THE PROBLEM: Leave out the pictures and copy the remaining records exactly.

Image point grounding data:

━━━━

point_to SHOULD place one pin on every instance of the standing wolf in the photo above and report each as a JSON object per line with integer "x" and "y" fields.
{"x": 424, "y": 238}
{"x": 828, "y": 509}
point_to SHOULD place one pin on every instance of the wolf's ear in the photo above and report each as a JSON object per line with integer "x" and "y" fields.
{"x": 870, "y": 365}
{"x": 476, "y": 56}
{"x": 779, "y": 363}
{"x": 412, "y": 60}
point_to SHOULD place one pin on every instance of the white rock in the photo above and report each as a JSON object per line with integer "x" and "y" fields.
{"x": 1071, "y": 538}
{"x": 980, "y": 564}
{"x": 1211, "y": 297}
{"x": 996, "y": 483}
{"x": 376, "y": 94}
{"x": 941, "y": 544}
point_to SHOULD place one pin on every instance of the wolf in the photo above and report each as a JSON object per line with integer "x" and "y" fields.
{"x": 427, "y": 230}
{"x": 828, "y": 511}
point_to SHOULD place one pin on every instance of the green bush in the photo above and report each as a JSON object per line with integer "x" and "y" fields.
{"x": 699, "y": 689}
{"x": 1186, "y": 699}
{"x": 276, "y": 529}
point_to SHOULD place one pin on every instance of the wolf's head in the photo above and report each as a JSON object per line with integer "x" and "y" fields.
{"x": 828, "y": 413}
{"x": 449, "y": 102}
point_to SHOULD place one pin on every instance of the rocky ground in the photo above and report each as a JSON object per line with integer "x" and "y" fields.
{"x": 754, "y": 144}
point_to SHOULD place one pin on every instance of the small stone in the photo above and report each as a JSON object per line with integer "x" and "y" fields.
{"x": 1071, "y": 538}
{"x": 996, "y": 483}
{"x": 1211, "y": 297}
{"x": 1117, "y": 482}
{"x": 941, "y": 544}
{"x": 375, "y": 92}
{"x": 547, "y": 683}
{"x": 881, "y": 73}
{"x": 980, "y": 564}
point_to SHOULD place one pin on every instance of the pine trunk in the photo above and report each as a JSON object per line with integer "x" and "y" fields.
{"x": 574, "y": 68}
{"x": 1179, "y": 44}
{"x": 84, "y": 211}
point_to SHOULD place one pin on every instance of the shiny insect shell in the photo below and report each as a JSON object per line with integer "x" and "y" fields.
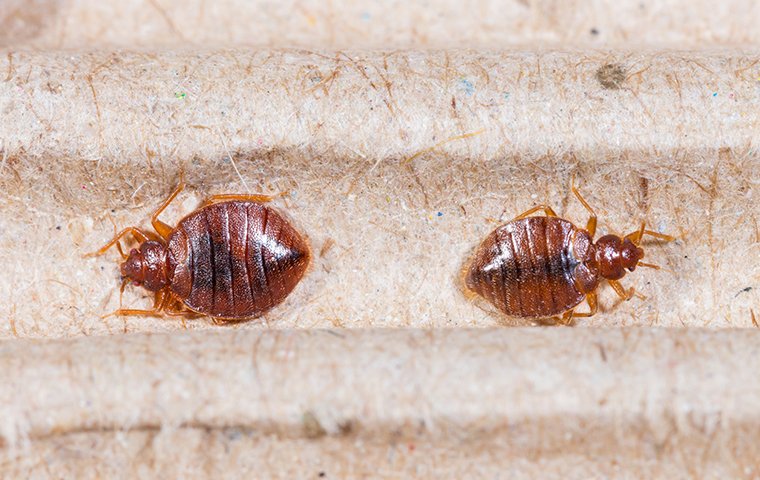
{"x": 234, "y": 258}
{"x": 541, "y": 267}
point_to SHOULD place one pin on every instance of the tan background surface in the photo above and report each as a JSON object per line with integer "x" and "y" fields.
{"x": 404, "y": 133}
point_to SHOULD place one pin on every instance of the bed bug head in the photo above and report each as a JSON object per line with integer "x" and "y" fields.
{"x": 614, "y": 255}
{"x": 146, "y": 266}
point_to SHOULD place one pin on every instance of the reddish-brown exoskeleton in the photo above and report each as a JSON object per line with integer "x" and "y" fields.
{"x": 231, "y": 259}
{"x": 541, "y": 267}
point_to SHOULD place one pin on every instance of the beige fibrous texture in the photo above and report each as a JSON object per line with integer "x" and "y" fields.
{"x": 399, "y": 134}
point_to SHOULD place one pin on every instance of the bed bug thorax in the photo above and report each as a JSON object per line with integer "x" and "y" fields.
{"x": 540, "y": 267}
{"x": 232, "y": 259}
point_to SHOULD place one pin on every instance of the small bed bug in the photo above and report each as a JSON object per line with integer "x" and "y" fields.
{"x": 232, "y": 259}
{"x": 539, "y": 267}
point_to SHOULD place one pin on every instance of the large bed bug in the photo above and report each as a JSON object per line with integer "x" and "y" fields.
{"x": 541, "y": 267}
{"x": 232, "y": 259}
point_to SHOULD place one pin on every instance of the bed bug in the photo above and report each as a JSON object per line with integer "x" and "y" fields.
{"x": 232, "y": 259}
{"x": 540, "y": 267}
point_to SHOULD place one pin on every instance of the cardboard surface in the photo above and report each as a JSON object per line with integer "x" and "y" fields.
{"x": 403, "y": 132}
{"x": 387, "y": 403}
{"x": 396, "y": 166}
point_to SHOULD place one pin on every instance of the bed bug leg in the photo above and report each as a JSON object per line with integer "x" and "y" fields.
{"x": 226, "y": 197}
{"x": 593, "y": 307}
{"x": 621, "y": 291}
{"x": 139, "y": 235}
{"x": 591, "y": 224}
{"x": 547, "y": 210}
{"x": 160, "y": 227}
{"x": 638, "y": 234}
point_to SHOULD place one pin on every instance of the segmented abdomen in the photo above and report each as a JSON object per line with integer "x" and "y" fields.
{"x": 235, "y": 259}
{"x": 525, "y": 268}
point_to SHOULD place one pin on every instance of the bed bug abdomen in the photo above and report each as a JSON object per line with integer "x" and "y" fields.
{"x": 527, "y": 268}
{"x": 235, "y": 259}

━━━━

REPLY TO THE EXERCISE:
point_to SHOULD place one pin on every instance of the standing wolf in the photo above and report each as a JSON object per line with integer "x" and "y" fields.
{"x": 424, "y": 238}
{"x": 828, "y": 509}
point_to SHOULD place one pin on every instance of the wolf's ear in the photo above and report each as a JSON object per line with integer "x" and "y" fields.
{"x": 870, "y": 365}
{"x": 476, "y": 56}
{"x": 779, "y": 363}
{"x": 412, "y": 60}
point_to SHOULD place one pin on every instance of the white rock in the photo above and report each as a JSON object per line with integer "x" and "y" fields.
{"x": 1071, "y": 538}
{"x": 980, "y": 564}
{"x": 1211, "y": 297}
{"x": 996, "y": 483}
{"x": 376, "y": 94}
{"x": 941, "y": 544}
point_to SHOULD place one pin on every instance of the wolf in the photo above and report each as a JSON object per line with integer "x" and "y" fields.
{"x": 427, "y": 230}
{"x": 828, "y": 511}
point_to SHOULD place one pin on every instance of the green bush in the photo above and report each as a JSON object per line with integer "x" and "y" fields.
{"x": 699, "y": 689}
{"x": 1186, "y": 699}
{"x": 276, "y": 529}
point_to SHOULD place one pin on every instance of the wolf's head in the photo above and report each as a JSON object per line with integer "x" and "y" fields.
{"x": 828, "y": 413}
{"x": 449, "y": 102}
point_to SHOULD place one pin on every instance of the rocky ground in the photo above and report each as a JSON object per line with integer "x" and "y" fields.
{"x": 754, "y": 144}
point_to SHOULD place one pin on every instance of the small stone in the photo above and report each as a JSON object per line with integer "x" and "y" fields.
{"x": 1071, "y": 538}
{"x": 996, "y": 483}
{"x": 1211, "y": 297}
{"x": 1117, "y": 482}
{"x": 941, "y": 544}
{"x": 375, "y": 92}
{"x": 547, "y": 683}
{"x": 881, "y": 73}
{"x": 980, "y": 564}
point_to SHOULD place one pin on every instance of the pine trunk in the photo above and report each as a JSON object per line with integer "x" and "y" fields.
{"x": 574, "y": 68}
{"x": 1179, "y": 44}
{"x": 84, "y": 211}
point_to SHOULD place one pin on every instance of the shiny insect shell in the photo below and report each as a JSON object per line with integer "x" and "y" fields.
{"x": 234, "y": 258}
{"x": 541, "y": 267}
point_to SHOULD place one pin on every instance of the tan background surface in the photo above and report each as a JSON object per line with integer "x" and "y" fields.
{"x": 404, "y": 133}
point_to SHOULD place one pin on every instance of the bed bug head in the photo above and report each as a JSON object per line with integer "x" and "y" fields.
{"x": 614, "y": 255}
{"x": 146, "y": 266}
point_to SHOULD place one pin on every instance of the reddish-brown exoskeleton in the photo above and report each as a JSON object per line with integer "x" and "y" fields.
{"x": 231, "y": 259}
{"x": 541, "y": 267}
point_to SHOULD place one pin on every instance of the beige fibrous texture in the photo above and report each as a JSON object per line with integer "x" and "y" fields.
{"x": 399, "y": 134}
point_to SHOULD place one pin on every instance of the bed bug thorax in the photo above and report each as a JSON object per line with integer "x" and "y" fields.
{"x": 540, "y": 267}
{"x": 232, "y": 259}
point_to SHOULD place one pin on every instance of the small bed bug in the photo above and report each as a JSON object per line with integer "x" and "y" fields.
{"x": 232, "y": 259}
{"x": 539, "y": 267}
point_to SHOULD place one pin on every instance of the large bed bug in the photo above and report each as a JSON object per line with integer "x" and "y" fields.
{"x": 541, "y": 267}
{"x": 232, "y": 259}
point_to SHOULD place one pin on every instance of the bed bug in the photo above and report each as a JSON object per line with integer "x" and "y" fields.
{"x": 232, "y": 259}
{"x": 540, "y": 267}
point_to SHOULD place one pin on every instance of the cardboard surface in the photo above and report each as a JSON object per line with integer "x" and "y" fields.
{"x": 403, "y": 132}
{"x": 387, "y": 403}
{"x": 396, "y": 166}
point_to SHOULD place one pin on every instance of the bed bug leg in the photo above and report each as a JSON object per line with integer "x" and "y" fields.
{"x": 226, "y": 197}
{"x": 593, "y": 307}
{"x": 621, "y": 291}
{"x": 139, "y": 235}
{"x": 591, "y": 224}
{"x": 547, "y": 210}
{"x": 160, "y": 227}
{"x": 638, "y": 234}
point_to SHOULD place one pin on every instance of the segmented abdomen in the photo above and report each as a JSON object per line with integer "x" and "y" fields.
{"x": 235, "y": 259}
{"x": 525, "y": 268}
point_to SHOULD place one pin on every instance of the bed bug abdomen in the photo above and report each as a JSON object per line with integer "x" and "y" fields.
{"x": 527, "y": 268}
{"x": 235, "y": 259}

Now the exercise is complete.